◆ Directions for this task ◆
Collect every line in the entries below that contains the word "wall".

◆ Given data ◆
★ ★ ★
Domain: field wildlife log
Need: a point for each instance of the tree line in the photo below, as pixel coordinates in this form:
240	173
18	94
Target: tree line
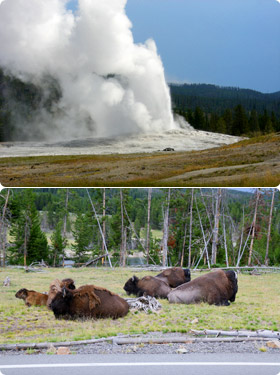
227	110
171	227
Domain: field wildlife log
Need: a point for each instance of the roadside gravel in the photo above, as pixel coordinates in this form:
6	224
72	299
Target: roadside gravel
255	347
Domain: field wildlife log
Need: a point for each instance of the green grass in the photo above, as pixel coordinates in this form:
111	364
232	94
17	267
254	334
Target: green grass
256	307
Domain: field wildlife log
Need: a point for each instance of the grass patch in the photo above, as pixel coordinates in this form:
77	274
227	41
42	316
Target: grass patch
127	170
256	307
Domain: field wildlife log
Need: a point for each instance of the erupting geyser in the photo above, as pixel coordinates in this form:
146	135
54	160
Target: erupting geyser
108	84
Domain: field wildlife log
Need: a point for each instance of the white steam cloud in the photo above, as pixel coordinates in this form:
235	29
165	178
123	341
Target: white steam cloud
110	85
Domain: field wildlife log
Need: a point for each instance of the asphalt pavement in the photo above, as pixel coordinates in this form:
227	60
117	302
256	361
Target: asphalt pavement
190	364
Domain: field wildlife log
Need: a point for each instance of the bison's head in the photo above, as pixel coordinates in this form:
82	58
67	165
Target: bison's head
131	285
68	283
60	305
187	275
232	277
22	293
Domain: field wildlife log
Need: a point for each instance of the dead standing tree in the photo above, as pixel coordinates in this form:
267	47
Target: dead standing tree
253	226
269	227
218	199
3	228
148	224
165	231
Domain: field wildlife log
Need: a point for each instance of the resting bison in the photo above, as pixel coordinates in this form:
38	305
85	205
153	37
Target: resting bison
175	276
88	301
31	297
150	285
216	287
56	286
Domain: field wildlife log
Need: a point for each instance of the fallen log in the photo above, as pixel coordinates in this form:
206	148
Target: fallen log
260	333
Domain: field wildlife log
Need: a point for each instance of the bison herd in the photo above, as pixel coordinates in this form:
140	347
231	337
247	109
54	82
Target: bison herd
90	301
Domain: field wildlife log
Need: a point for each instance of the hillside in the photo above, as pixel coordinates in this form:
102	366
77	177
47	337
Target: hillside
216	98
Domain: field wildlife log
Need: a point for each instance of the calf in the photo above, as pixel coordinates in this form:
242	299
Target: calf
88	301
217	287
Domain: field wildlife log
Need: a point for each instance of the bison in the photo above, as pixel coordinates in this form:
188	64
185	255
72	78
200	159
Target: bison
88	301
175	276
56	286
31	297
149	285
218	288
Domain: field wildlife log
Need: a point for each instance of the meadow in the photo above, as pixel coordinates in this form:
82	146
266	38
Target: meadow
251	162
256	307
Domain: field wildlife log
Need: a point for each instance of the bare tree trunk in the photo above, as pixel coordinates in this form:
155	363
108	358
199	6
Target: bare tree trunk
225	238
103	216
148	224
207	211
253	228
241	240
190	238
204	237
183	246
25	244
64	222
216	226
2	227
65	215
165	232
100	229
4	237
122	255
269	227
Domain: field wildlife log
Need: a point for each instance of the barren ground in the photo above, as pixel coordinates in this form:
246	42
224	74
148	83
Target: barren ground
253	162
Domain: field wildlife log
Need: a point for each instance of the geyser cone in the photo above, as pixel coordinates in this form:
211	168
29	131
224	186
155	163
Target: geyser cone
107	84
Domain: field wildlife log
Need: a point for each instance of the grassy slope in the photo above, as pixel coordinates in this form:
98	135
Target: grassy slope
256	307
254	162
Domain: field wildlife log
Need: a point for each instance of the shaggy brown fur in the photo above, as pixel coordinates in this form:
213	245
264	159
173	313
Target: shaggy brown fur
56	286
175	276
31	297
88	301
149	285
217	287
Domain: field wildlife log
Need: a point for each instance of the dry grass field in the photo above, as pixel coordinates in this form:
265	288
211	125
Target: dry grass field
252	162
256	307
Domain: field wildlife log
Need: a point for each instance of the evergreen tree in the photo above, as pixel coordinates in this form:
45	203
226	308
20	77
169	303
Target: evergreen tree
83	235
254	126
199	119
240	121
213	122
227	116
221	126
58	244
30	243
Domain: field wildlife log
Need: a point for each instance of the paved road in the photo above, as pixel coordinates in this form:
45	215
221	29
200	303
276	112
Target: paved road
190	364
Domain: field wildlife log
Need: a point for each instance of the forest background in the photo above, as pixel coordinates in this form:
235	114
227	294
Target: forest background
118	227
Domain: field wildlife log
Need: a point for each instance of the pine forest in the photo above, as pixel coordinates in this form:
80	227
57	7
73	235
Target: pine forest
196	228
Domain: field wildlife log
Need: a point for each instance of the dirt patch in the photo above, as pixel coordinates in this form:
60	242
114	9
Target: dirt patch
254	162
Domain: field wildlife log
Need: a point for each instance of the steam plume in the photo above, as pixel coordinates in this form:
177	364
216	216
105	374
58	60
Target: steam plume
109	85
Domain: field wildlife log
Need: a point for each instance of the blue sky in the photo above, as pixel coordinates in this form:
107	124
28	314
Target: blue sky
224	42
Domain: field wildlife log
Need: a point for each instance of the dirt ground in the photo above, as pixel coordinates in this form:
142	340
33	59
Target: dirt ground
253	162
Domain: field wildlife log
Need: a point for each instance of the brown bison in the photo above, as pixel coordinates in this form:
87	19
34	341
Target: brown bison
88	301
56	286
175	276
31	297
149	285
218	288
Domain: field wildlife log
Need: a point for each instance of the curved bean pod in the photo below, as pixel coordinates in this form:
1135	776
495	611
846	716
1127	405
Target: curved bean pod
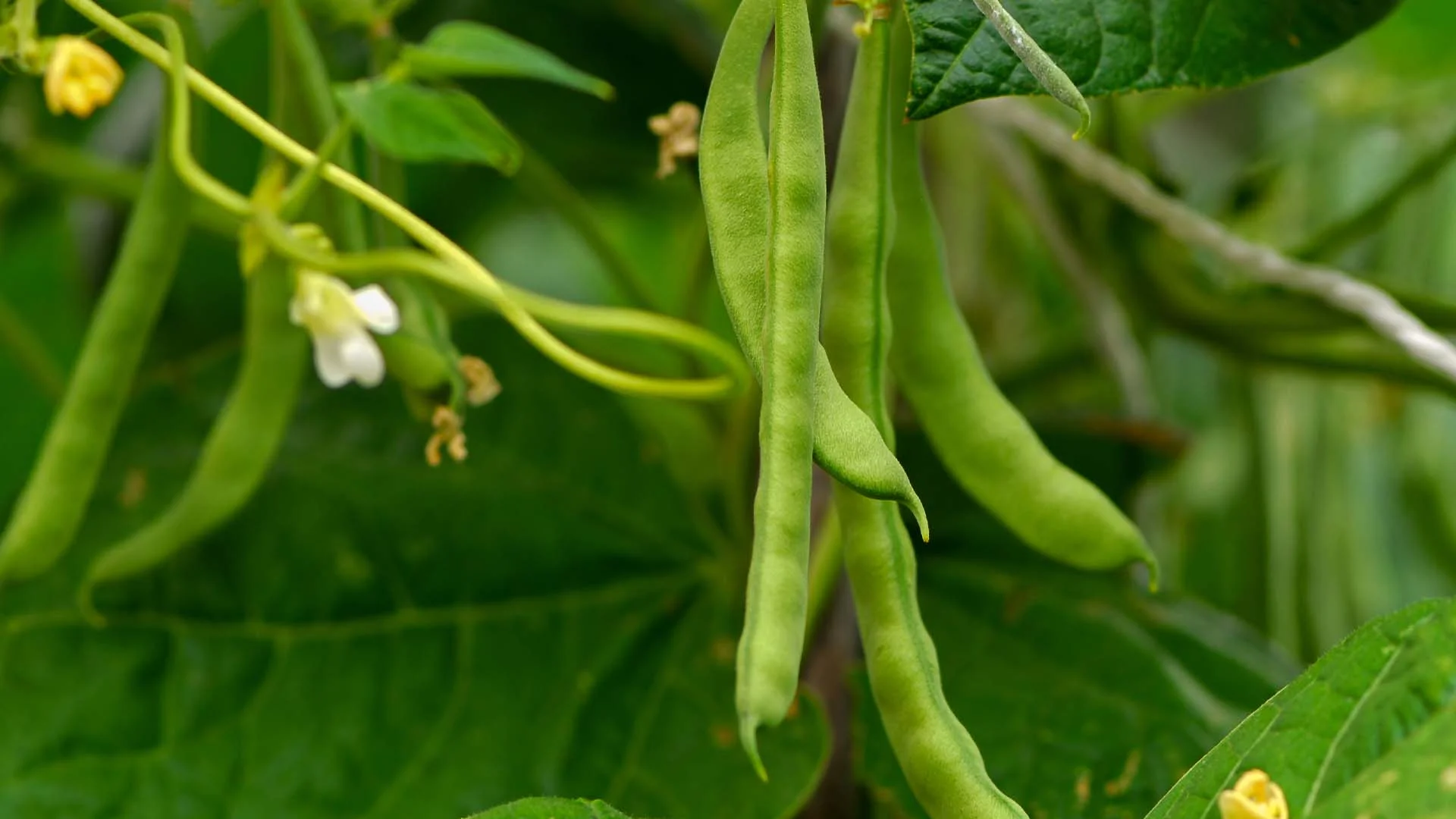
982	439
772	643
55	497
242	442
937	754
734	172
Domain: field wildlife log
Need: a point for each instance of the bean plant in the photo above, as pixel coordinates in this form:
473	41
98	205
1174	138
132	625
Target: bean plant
727	409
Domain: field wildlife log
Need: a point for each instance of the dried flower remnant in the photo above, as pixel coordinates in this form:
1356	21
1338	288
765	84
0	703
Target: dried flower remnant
1254	796
449	436
677	131
479	379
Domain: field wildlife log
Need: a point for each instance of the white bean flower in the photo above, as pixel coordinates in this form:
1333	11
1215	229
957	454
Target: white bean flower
340	321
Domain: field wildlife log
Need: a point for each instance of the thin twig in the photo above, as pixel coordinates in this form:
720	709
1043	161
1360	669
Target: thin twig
1345	232
1378	308
1111	331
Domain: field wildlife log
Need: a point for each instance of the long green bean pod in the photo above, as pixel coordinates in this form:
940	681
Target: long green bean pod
772	643
937	754
242	442
246	435
60	488
736	200
984	442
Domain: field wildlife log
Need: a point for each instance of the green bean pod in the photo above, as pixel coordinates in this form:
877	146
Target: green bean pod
1041	66
242	442
983	441
734	171
772	643
937	754
60	488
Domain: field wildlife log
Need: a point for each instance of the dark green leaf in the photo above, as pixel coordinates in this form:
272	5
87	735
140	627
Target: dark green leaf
1076	704
1117	46
554	809
419	124
462	49
379	639
1369	730
1088	697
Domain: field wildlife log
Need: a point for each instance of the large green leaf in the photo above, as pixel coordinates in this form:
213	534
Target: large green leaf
419	124
376	639
1117	46
1088	697
554	809
463	49
1369	730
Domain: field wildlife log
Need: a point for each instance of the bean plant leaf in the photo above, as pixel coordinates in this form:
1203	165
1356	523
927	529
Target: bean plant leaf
1088	697
554	809
378	639
1369	730
463	49
419	124
1120	46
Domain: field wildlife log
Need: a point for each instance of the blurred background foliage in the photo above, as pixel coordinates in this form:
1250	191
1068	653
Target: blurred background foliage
1302	502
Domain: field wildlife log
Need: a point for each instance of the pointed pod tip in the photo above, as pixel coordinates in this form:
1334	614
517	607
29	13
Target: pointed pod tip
921	518
1087	121
748	735
1155	572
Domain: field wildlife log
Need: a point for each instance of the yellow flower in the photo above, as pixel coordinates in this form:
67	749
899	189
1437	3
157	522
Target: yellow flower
80	76
1254	796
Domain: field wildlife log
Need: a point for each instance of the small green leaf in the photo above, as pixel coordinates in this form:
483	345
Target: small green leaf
463	49
1117	46
1369	730
1087	697
419	124
554	809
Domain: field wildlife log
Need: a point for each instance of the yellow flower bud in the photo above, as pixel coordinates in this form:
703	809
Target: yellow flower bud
79	76
1254	796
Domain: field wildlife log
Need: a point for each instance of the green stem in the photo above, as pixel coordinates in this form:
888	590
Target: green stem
523	308
455	267
324	124
1335	238
473	273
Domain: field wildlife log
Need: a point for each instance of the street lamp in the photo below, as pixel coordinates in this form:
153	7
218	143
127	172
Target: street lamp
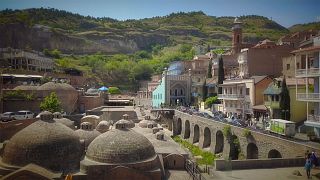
285	113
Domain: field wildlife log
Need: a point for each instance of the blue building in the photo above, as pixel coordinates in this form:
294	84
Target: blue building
173	90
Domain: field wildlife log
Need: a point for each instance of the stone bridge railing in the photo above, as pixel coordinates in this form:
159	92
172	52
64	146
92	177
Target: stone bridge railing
210	135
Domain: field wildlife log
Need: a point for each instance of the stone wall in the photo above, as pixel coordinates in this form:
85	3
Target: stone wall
222	165
208	134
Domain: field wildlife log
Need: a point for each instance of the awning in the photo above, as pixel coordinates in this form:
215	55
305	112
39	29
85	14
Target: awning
119	100
261	107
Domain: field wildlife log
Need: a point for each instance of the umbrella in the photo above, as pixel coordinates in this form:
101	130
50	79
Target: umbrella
103	88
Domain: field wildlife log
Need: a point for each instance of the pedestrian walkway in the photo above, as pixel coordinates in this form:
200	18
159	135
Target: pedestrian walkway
263	174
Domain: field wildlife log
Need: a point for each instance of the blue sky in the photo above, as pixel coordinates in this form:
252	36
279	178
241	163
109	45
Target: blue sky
285	12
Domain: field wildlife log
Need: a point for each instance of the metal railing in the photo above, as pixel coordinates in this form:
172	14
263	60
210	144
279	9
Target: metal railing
314	118
230	96
308	96
192	169
308	72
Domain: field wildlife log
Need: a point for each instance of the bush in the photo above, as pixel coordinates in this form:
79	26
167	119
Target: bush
114	90
211	100
227	131
246	133
19	94
207	157
51	103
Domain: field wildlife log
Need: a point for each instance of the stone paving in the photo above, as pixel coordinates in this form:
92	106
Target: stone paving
262	174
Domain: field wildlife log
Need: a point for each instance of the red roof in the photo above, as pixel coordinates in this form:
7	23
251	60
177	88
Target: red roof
313	48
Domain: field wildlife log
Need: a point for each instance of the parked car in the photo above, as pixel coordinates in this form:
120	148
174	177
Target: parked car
8	116
24	115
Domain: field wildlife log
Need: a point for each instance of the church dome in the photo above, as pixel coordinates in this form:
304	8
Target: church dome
120	146
87	133
46	143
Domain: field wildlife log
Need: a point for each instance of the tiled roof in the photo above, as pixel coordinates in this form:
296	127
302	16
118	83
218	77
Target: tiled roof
313	48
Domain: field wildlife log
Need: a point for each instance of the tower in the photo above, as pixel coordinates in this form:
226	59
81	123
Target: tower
236	36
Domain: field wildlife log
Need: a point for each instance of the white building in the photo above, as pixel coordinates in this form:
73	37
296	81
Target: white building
310	68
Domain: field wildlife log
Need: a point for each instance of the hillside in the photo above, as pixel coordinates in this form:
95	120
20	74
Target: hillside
72	33
307	26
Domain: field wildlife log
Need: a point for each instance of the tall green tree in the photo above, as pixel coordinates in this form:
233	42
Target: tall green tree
210	69
220	74
51	103
285	100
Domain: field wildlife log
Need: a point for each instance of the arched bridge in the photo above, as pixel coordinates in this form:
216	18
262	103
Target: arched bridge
213	136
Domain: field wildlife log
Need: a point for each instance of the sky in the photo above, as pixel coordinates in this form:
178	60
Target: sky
284	12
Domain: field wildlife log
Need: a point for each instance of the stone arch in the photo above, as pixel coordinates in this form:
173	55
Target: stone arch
273	153
179	126
219	142
252	151
187	129
207	138
234	147
196	134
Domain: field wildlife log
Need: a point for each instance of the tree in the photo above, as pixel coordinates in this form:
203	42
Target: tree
285	100
220	74
211	100
51	103
204	91
114	90
209	69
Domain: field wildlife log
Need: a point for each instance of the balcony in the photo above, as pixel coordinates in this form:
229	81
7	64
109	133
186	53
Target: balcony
231	96
310	97
272	104
313	118
311	72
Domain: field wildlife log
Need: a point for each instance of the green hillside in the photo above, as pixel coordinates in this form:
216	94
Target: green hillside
303	27
107	33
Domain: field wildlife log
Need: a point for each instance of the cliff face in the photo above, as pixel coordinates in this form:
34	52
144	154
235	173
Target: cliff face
39	37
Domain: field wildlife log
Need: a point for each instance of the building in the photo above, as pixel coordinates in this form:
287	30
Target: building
172	90
240	95
264	58
309	56
295	39
27	60
298	110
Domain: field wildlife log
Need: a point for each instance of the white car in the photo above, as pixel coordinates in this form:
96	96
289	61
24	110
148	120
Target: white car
24	115
7	116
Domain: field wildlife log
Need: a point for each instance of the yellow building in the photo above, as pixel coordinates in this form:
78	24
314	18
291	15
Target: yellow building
298	110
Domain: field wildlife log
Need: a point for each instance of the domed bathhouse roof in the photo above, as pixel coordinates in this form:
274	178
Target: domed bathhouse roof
126	121
87	133
65	121
93	119
103	126
121	150
46	143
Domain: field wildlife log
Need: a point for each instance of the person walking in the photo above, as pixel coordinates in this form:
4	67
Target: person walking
308	165
314	159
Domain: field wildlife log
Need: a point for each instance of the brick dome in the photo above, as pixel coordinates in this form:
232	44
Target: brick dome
87	133
120	146
46	143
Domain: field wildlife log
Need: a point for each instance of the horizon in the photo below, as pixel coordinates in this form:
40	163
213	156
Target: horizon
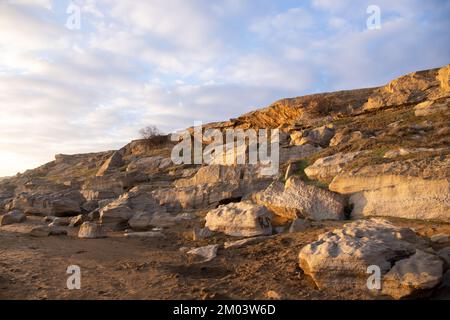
128	65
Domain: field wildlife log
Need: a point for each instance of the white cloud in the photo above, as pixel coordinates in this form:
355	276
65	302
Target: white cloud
168	63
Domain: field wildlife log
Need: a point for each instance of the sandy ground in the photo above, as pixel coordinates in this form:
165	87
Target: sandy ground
122	268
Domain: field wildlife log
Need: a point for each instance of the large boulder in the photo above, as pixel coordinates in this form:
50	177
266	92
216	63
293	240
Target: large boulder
412	88
318	136
149	164
12	217
340	259
112	163
380	191
91	230
428	107
295	199
243	219
420	272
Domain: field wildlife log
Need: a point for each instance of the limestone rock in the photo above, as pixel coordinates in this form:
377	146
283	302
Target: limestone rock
61	222
243	242
319	136
115	215
345	136
207	253
440	238
45	205
427	108
411	276
298	199
411	88
113	162
299	225
445	255
146	234
45	231
78	220
392	195
91	230
327	168
141	221
149	164
164	219
12	217
339	259
201	233
242	219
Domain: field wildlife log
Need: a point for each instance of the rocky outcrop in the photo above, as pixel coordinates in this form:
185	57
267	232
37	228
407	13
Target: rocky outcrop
339	260
149	164
325	169
295	199
114	162
242	219
45	205
420	272
427	108
91	230
12	217
320	136
206	253
412	88
374	191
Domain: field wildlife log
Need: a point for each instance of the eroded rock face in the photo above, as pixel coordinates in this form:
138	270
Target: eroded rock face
206	253
428	107
339	260
421	271
243	219
319	136
327	168
45	205
91	230
114	162
148	164
15	216
412	88
395	196
298	199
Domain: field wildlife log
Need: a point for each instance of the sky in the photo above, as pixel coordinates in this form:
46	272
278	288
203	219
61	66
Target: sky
69	87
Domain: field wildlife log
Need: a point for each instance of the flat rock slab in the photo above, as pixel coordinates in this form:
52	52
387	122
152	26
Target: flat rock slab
243	242
148	234
207	253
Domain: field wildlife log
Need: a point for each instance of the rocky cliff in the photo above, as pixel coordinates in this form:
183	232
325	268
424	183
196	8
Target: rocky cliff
348	155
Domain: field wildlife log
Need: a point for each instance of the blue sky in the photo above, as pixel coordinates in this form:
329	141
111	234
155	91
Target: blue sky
173	62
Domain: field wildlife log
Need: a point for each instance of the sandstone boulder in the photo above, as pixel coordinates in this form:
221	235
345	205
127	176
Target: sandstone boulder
91	230
339	259
141	221
45	231
207	253
242	219
427	108
373	193
114	162
295	199
319	136
410	276
50	205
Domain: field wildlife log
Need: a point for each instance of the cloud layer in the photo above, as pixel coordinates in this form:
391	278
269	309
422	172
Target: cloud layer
170	62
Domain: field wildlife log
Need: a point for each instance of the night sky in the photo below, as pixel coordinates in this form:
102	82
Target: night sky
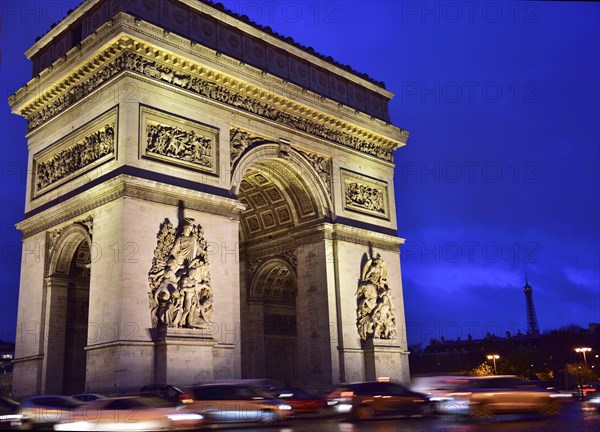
500	176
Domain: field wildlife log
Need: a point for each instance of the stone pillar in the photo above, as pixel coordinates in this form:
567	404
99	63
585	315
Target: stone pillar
313	317
54	334
183	356
384	358
256	341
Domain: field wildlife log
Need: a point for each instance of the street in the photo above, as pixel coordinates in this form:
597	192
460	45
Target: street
576	416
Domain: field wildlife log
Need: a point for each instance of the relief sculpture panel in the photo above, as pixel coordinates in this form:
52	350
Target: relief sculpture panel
365	195
179	141
180	285
79	152
375	312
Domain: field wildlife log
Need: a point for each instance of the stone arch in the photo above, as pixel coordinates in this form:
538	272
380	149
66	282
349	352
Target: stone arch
271	153
61	253
262	273
67	287
274	338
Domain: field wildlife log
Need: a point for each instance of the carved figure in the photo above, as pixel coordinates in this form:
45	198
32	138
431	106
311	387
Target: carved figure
75	157
366	197
179	144
180	293
375	312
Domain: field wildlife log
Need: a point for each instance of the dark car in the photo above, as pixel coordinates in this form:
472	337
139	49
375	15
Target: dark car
46	411
170	393
369	399
491	395
236	403
594	400
10	413
301	401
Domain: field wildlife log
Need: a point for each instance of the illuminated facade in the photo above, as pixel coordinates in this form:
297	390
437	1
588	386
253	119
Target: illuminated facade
212	202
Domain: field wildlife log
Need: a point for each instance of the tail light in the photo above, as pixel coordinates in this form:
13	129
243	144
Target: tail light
185	398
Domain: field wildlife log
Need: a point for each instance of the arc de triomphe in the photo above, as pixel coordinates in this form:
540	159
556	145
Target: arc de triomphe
213	202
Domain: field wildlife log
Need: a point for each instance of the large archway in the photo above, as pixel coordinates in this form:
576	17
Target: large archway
67	290
274	291
283	197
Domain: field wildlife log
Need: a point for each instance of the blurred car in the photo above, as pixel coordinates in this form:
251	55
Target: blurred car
301	401
594	400
42	412
485	396
437	387
236	403
585	390
131	413
167	392
369	399
88	397
10	413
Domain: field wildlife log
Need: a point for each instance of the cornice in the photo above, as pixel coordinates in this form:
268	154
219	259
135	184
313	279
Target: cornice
125	186
366	237
127	34
227	19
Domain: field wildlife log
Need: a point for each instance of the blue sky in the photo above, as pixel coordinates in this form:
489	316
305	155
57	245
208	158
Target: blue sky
500	176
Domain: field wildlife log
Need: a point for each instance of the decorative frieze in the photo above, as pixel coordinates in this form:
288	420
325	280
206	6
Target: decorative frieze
280	324
321	165
365	195
86	148
129	61
374	312
240	141
289	255
180	286
53	235
173	139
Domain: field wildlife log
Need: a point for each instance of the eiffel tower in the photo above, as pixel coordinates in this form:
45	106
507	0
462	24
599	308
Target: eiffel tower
533	328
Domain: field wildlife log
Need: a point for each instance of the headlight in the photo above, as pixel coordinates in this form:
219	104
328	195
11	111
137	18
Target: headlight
188	416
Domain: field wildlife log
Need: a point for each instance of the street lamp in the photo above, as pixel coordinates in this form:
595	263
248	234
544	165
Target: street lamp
494	357
583	350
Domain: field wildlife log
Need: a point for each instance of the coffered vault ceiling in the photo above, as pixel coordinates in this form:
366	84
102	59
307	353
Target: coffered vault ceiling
276	199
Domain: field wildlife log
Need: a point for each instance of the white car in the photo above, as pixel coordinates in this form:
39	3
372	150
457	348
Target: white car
45	411
132	413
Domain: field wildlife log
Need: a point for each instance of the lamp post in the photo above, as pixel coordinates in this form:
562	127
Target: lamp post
494	357
583	350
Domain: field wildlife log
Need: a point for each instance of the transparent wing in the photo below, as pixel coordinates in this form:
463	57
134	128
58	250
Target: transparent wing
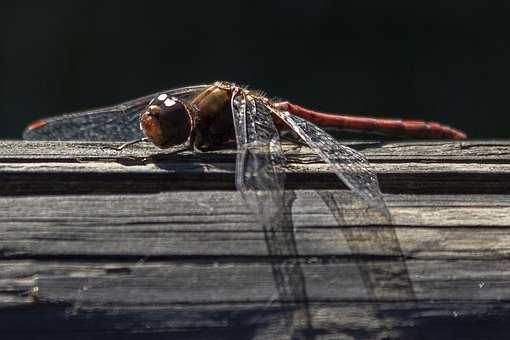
★ ★ ★
◆ Task answer ◆
Need: a point for each instance of the stone wall in the photo above, as pixel coordinates in this form:
Target: stone wall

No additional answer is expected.